- _Data provided_:
(begin)
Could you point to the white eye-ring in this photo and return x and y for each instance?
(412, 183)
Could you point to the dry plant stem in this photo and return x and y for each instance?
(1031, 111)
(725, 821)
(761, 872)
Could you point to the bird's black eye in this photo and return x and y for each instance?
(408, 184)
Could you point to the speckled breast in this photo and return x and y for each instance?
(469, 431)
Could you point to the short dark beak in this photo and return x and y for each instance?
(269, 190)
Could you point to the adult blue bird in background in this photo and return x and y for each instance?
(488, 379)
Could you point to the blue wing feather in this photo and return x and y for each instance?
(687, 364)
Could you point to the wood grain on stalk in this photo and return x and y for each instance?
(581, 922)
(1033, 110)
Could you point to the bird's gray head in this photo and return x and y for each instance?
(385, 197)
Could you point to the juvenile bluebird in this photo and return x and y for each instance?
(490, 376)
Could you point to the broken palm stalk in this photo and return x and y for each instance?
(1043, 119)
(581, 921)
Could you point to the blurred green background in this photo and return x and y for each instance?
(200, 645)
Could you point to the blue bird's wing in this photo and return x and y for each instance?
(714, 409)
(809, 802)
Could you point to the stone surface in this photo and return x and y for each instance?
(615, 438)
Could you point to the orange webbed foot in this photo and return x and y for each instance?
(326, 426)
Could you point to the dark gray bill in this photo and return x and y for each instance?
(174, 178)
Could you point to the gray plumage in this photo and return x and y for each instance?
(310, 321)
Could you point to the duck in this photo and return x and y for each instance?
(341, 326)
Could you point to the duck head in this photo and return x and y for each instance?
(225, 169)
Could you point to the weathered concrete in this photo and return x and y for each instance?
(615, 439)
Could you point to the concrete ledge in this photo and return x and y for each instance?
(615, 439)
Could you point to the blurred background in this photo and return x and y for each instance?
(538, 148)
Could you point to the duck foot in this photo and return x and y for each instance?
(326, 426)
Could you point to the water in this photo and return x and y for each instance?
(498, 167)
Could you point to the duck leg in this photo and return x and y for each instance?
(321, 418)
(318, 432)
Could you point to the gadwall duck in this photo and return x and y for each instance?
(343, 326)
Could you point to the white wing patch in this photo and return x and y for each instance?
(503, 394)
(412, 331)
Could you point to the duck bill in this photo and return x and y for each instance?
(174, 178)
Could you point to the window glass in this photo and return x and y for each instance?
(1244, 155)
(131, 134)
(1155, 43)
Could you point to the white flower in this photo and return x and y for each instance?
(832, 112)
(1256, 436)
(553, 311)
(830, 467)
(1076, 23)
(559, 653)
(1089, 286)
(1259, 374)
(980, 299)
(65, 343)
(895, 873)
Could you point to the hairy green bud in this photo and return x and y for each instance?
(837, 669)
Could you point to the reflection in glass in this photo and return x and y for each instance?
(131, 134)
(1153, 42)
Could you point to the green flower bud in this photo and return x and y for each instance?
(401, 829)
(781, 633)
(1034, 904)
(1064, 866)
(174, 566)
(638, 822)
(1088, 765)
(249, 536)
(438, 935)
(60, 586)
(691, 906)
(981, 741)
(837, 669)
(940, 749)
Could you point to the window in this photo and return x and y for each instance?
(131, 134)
(end)
- _Problem details_:
Above are the records; retype every one exactly.

- _Reply_:
Could you point to the white eye-ring in this photo and return x and y for each instance?
(412, 183)
Could you point to the dry plant stem in this photo and return x and y for each instance?
(1031, 111)
(725, 821)
(761, 872)
Could you point to the bird's black eye in this photo and return x and y for each instance?
(408, 184)
Could you point to the speckled breast in this photo and return x and y for each instance?
(469, 431)
Could you point to the short dark beak in this photo and return x and y for each instance?
(269, 190)
Could you point to the adult blue bird in background in this photo and return x and y for each instance?
(488, 379)
Could you point to the blue wing feather in this photo and return x and y for each instance?
(687, 364)
Could you point to the wood grain on stalk in this photo and return x and y for each instance?
(581, 922)
(1033, 110)
Could you point to the bird's gray head in this photo and return x and y for each instance?
(385, 197)
Could you point to the juvenile bluebird in this photo and return x and y for each instance?
(490, 376)
Could you point to the broken palm stalk in this photo and return x and y for each instance?
(1043, 119)
(581, 921)
Could you point to the blurred green background in this photo and return x and y for each instance?
(200, 645)
Could you point to the blue bird's wing in this photo and return x and y for each instance?
(714, 409)
(809, 802)
Could you point to the stone surface in this photo and return x and y for each instance?
(615, 438)
Could you point to the orange webbed foot in this photo and return x and y for each instance?
(326, 426)
Could you point to the dark gray bill in this photo and return x and y for each instance?
(174, 178)
Could you point to the gray plumage in this photo and return x and y for each instance?
(310, 321)
Could you point to the duck in this photo and return x and y for each instance?
(341, 326)
Could you point to the duck head in this photo and return x and y for each instance?
(225, 169)
Could you point to the weathered concrete in this photo and return x and y for each instance?
(615, 439)
Could you point to the concrete ledge in this photo and return x and y for each instance?
(615, 439)
Could you point to the blurred background in this photo and return x and y for each instance?
(538, 148)
Could you point to the duck foot in this photo and return x and y for each instance?
(326, 426)
Could you point to the water in this photo and return x and y for each instance?
(498, 167)
Could you point to the duck leg in this photo and return x and y for each instance?
(321, 418)
(318, 432)
Could you point to the gadwall duck in this photo and return x and y for each instance?
(343, 326)
Could you point to the white wing patch in this photo and return x and y for each instance?
(503, 394)
(412, 331)
Could you point to the duck bill in this photo and return x and y for each instance?
(174, 178)
Could you point to the window glass in this photo and return x and y for each instance?
(1244, 155)
(131, 134)
(1155, 43)
Could you point to the white flower in this photo and return x and y for each instance?
(832, 112)
(1256, 436)
(553, 311)
(830, 467)
(1076, 23)
(559, 653)
(1089, 286)
(1259, 374)
(980, 299)
(65, 343)
(895, 873)
Could you point to the hairy green bud in this photo and return x and y for each instance?
(837, 669)
Could you point to the reflection in glass in this photo and return x and y for each instance?
(131, 134)
(1153, 42)
Could you point to the green flower bud in this photo and return x and y for each instance?
(401, 829)
(781, 633)
(1034, 904)
(1064, 866)
(174, 566)
(638, 822)
(1088, 765)
(249, 536)
(438, 935)
(60, 586)
(691, 906)
(981, 741)
(837, 669)
(940, 749)
Could you point to the window in this photo and return x and y for each instance?
(131, 134)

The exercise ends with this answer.